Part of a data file
•••••

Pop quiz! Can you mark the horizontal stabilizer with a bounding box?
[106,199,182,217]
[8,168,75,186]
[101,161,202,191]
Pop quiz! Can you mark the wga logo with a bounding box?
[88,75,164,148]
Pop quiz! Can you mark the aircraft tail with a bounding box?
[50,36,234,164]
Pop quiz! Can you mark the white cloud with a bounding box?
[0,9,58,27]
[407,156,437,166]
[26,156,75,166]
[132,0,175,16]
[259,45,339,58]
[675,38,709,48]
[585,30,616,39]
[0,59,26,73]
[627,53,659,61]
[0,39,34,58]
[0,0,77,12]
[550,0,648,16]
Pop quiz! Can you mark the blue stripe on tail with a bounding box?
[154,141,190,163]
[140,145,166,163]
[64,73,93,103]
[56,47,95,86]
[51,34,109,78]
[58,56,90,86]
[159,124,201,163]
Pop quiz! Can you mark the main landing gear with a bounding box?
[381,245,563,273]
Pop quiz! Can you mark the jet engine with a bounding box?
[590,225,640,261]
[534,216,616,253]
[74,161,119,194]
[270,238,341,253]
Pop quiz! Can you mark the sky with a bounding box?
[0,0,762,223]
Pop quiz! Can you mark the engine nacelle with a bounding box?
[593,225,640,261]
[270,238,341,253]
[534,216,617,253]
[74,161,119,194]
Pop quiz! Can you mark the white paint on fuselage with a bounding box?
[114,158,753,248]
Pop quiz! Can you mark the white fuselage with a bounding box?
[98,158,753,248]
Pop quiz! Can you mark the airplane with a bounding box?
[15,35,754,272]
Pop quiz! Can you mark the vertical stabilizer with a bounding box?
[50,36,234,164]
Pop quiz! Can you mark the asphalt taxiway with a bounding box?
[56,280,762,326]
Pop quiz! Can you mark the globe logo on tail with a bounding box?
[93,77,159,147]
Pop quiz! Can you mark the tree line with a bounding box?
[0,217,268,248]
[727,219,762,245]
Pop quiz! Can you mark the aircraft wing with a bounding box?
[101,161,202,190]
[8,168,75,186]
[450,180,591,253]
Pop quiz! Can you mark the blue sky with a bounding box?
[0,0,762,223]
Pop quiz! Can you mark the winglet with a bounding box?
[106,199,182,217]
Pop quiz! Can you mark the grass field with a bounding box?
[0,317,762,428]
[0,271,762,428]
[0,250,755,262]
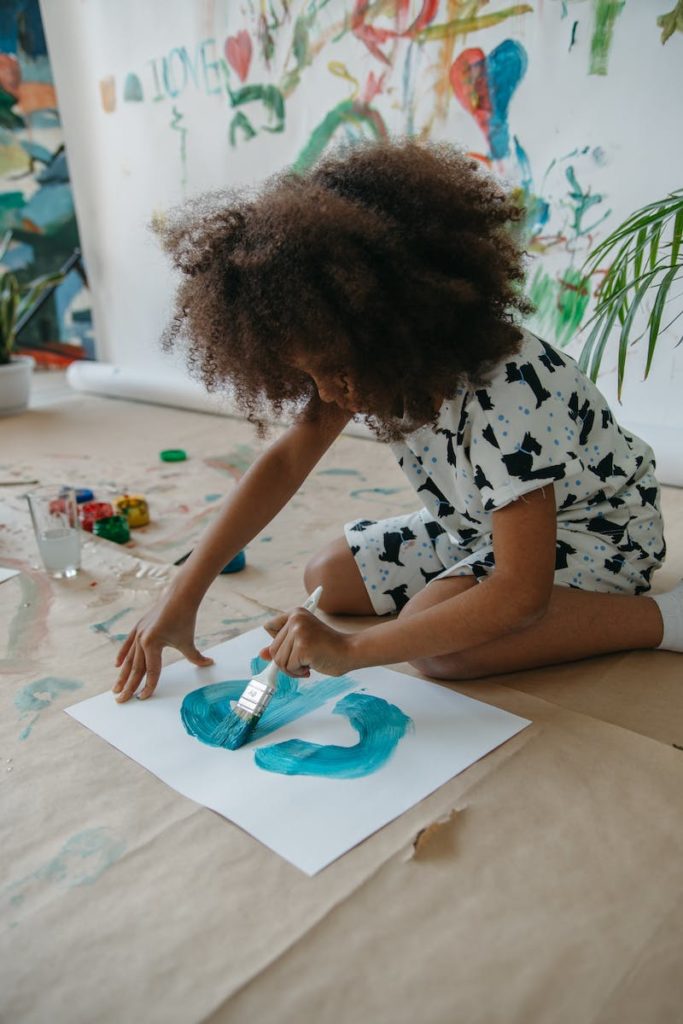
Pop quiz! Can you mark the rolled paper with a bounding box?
[79,502,114,534]
[220,551,247,575]
[114,495,150,529]
[92,515,130,544]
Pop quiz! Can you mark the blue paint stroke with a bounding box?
[180,657,356,746]
[485,39,528,160]
[14,676,83,739]
[254,693,413,778]
[349,487,405,498]
[0,827,126,925]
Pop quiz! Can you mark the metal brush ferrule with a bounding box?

•••••

- **WHAT TO DO**
Reproduce the records from the line containing "Pop quiz! Can you mark the aircraft wing" through the end of the records, inclusive, with every request kept and 49 added to each bounding box coordinate in the answers. Leave the pictures out of your reply.

- **SOLUTION TO THIS TASK**
Pop quiz! Can you mark the aircraft wing with a bounding box?
[150,210,251,239]
[57,217,124,235]
[499,229,640,302]
Pop quiz! Can you mark the blue sky with a bounding box?
[49,49,811,272]
Pop quiz! Can you mark the winglet with a bounding box?
[155,248,231,266]
Pop quiz! Can you mark the grass field with a bounding box?
[49,366,811,477]
[49,320,811,477]
[49,299,804,311]
Pop quiz! Can you mark the rolled paper with a bounding box?
[128,551,163,583]
[269,600,296,624]
[163,544,199,578]
[141,564,179,593]
Pop quiz! Can you mark the blue paint stroke with a bounding box?
[229,706,405,795]
[534,88,577,209]
[63,725,132,788]
[303,742,462,827]
[398,536,454,547]
[49,876,175,974]
Pop quiz! Can you mark the metal brush ferrule with a bounding box?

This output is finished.